CONSIGNE DONNÉE A>
Répondez aux questions suivantes sur le passage proposé :
(i) Quelle police d'écriture la personne qui écrit a-t-elle choisie ?
(ii) Quel genre le passage proposé donne-t-il au mot « tableau » ?
(iii) Quel mot le passage proposé présente-t-il comme un non-sujet ?

La police est partout. Même si je m’en fou, même si je veux être neutre, j’écris en Arial, et ce n’est pas neutre. J’écris en Français conventionnel, et ce n’est pas neutre. Je n’ai pas le choix que de m’en soucier. Alors voilà, j’ai choisi la police Adelphe comme moule pour me couler. Et l’orthographe neutroise d’Alpherazt pour m’exprimer. Je suis aussi prof de Français langue étrangère (FLE), et franchement, j’ai la flemme de faire des heures sup pour expliquer le pourquoi du comment, alors je vais laisser le collectif Bye Bye Binary (BBB) dérouler son explication de son projet typographique, et Alpharatz vous raconter comment al est arrivæ à sa grammaire dégenrée. C’est terrible. Je n’ai plus envie d’enseigner le Français de l’Académie Française. C’était déjà absurde que moi, personne trans j’enseigne le genre des noms en essayant absolument d’éviter de me prendre comme exemple. Bien que fatalement, les élèves m’y amène : 

« – Et toi, c’est la ou le professeur ? 

 

– … Je ne sais pas plus que vous à vrai dire, vous savez, en Français, il y a beaucoup d’exceptions… Bien, j’en fais partie. Je suis une exception de chair et d’os ! (Sourire mi-enthousiaste devant leurs mines déconfites). Désolé, je sais bien que je ne vous facilite pas la tâche. Si vous voulez bien, on va s’arrêter là avec les noms de personne parce que sinon, vous vous y retrouverez plus du tout… donc, pour les objets : UNE table, c’est féminin, et UN tableau, masculin. » 

Je choisis de m’arrêter sciemment ici, mais il y aurait encore tout un discours à faire sur la distinction sujet/objet. Pourquoi par exemple, « enfant » est un non-sujet, sans droit à l’autodétermination de genre ? Protection de la sexualisation ? Imposition d’un masculin neutre dès le plus jeune âge ?

CONSIGNE DONNÉE B>
Convertissez en liste JSON de chaînes les lignes des entrées qui vont de la ligne contenant « A test script needs to tap the bed. » jusqu'à celle contenant « 381 224 460 288 », ces deux lignes comprises, avec une chaîne par ligne et sans les lignes vides.

Entrées pour localiser des objets nommés
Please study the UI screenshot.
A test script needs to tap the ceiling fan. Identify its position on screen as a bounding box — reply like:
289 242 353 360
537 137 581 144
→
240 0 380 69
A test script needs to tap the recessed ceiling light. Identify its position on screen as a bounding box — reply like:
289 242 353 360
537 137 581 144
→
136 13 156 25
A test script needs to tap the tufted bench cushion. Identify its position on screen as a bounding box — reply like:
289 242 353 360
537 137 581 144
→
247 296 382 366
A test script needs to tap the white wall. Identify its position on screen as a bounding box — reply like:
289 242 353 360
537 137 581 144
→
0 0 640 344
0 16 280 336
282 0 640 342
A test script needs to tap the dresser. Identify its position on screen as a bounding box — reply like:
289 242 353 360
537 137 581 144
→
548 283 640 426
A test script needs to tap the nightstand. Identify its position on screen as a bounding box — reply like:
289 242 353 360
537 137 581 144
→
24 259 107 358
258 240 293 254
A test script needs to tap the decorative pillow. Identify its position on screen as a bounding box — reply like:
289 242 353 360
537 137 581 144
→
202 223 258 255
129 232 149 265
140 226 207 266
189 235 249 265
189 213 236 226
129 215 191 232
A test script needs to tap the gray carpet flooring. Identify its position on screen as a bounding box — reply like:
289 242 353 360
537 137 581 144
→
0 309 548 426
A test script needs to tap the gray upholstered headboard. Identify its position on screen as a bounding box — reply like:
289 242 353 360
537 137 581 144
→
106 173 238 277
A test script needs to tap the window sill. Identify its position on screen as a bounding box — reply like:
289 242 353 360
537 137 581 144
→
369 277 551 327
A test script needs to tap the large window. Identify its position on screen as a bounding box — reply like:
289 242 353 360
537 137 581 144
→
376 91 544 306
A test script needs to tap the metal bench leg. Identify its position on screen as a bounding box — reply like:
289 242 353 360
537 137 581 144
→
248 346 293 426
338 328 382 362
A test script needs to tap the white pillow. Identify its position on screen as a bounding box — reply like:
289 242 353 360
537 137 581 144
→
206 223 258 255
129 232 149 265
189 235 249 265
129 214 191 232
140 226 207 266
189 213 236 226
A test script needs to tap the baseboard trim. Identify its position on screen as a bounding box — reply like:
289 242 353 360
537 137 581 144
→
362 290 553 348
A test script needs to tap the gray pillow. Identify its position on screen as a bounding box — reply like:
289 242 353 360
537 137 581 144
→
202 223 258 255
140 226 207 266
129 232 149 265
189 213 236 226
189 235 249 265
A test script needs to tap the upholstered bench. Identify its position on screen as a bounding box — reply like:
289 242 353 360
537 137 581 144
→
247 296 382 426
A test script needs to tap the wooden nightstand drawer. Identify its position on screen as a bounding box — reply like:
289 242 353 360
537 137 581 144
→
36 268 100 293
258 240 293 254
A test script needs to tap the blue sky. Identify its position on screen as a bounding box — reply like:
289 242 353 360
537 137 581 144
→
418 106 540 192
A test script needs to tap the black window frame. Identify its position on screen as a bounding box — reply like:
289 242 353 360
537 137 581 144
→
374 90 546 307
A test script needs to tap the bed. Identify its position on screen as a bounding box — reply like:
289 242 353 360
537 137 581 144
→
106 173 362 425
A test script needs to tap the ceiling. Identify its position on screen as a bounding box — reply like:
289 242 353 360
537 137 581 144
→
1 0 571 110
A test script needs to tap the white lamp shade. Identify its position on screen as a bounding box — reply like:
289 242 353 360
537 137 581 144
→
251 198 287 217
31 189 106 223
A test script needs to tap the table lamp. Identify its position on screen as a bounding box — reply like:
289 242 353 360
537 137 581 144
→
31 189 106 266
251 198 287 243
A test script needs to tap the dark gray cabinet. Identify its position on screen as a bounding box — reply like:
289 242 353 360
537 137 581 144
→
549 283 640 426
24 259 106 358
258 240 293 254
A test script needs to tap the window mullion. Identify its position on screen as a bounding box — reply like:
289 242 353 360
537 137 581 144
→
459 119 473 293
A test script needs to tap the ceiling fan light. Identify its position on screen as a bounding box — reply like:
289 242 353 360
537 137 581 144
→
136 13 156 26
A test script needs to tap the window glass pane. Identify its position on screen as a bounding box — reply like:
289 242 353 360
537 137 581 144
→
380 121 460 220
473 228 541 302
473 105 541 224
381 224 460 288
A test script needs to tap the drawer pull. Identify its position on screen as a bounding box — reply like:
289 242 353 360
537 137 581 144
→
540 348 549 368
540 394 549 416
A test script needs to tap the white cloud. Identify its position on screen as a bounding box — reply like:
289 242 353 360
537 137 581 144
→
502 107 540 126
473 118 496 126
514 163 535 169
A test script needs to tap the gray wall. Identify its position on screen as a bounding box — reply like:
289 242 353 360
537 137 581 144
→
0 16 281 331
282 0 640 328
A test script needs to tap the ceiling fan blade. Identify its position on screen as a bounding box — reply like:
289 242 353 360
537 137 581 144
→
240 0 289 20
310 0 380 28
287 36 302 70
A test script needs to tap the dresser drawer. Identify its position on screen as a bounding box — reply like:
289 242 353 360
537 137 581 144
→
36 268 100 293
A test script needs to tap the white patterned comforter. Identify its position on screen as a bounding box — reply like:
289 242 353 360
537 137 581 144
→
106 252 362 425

...

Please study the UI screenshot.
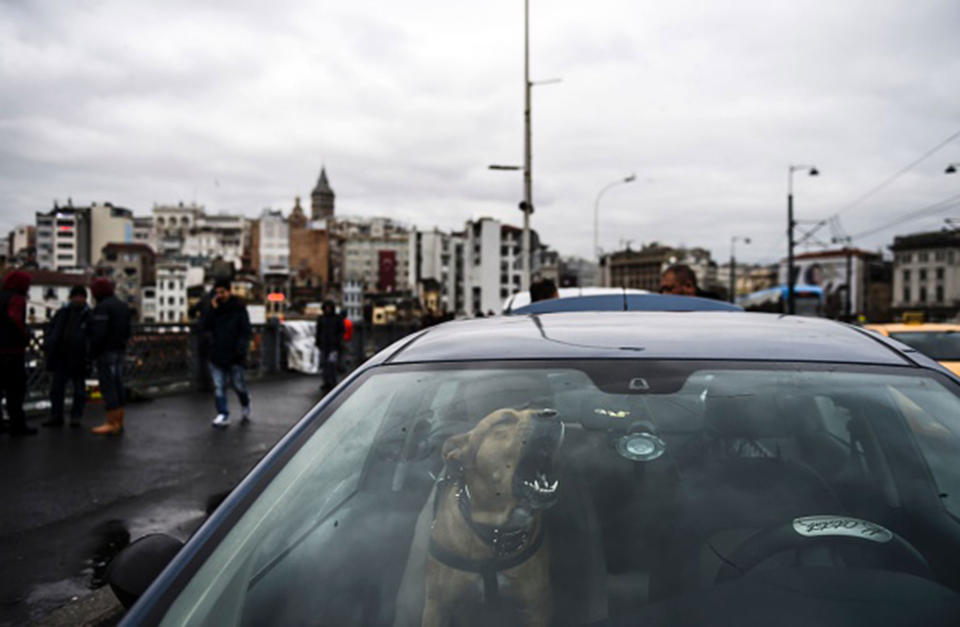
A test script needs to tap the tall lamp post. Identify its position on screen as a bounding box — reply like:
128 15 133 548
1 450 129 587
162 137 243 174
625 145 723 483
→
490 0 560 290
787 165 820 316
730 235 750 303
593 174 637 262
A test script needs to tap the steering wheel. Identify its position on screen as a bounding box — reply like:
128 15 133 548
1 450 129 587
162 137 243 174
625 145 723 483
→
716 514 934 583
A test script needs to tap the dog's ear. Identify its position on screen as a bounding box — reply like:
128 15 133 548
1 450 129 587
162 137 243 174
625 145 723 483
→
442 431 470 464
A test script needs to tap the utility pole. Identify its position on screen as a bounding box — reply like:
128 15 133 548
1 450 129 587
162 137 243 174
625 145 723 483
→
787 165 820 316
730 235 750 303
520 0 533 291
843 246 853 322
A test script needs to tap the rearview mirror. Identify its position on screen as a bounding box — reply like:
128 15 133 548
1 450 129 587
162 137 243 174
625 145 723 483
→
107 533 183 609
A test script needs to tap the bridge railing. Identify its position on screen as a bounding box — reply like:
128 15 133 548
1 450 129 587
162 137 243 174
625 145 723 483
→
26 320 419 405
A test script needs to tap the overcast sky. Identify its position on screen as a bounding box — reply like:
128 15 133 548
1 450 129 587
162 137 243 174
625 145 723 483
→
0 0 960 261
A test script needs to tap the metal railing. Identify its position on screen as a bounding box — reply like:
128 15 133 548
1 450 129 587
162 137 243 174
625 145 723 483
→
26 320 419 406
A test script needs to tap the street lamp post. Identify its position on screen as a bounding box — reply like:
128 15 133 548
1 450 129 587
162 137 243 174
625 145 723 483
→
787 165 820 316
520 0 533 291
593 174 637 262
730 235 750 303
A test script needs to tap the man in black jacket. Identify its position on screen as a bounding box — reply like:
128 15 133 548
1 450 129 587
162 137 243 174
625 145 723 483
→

RÉSULTAT OBTENU A>
(i) La police Adelphe.
(ii) Le masculin.
(iii) « Enfant ».

RÉSULTAT OBTENU B>
[
  "A test script needs to tap the bed. Identify its position on screen as a bounding box — reply like:",
  "289 242 353 360",
  "537 137 581 144",
  "→",
  "106 173 362 425",
  "A test script needs to tap the ceiling. Identify its position on screen as a bounding box — reply like:",
  "289 242 353 360",
  "537 137 581 144",
  "→",
  "1 0 571 110",
  "A test script needs to tap the white lamp shade. Identify its position on screen as a bounding box — reply like:",
  "289 242 353 360",
  "537 137 581 144",
  "→",
  "251 198 287 217",
  "31 189 106 223",
  "A test script needs to tap the table lamp. Identify its position on screen as a bounding box — reply like:",
  "289 242 353 360",
  "537 137 581 144",
  "→",
  "31 189 106 266",
  "251 198 287 243",
  "A test script needs to tap the dark gray cabinet. Identify its position on screen as a bounding box — reply like:",
  "289 242 353 360",
  "537 137 581 144",
  "→",
  "549 283 640 426",
  "24 259 106 358",
  "258 240 293 254",
  "A test script needs to tap the window mullion. Identify its position on screen as a bounding box — reply like:",
  "289 242 353 360",
  "537 137 581 144",
  "→",
  "459 119 473 293",
  "A test script needs to tap the ceiling fan light. Identify its position on screen as a bounding box — reply like:",
  "289 242 353 360",
  "537 137 581 144",
  "→",
  "136 13 156 26",
  "A test script needs to tap the window glass pane. Identify its position on screen as a bounding box — reply like:",
  "289 242 353 360",
  "537 137 581 144",
  "→",
  "380 121 460 220",
  "473 228 541 302",
  "473 105 541 224",
  "381 224 460 288"
]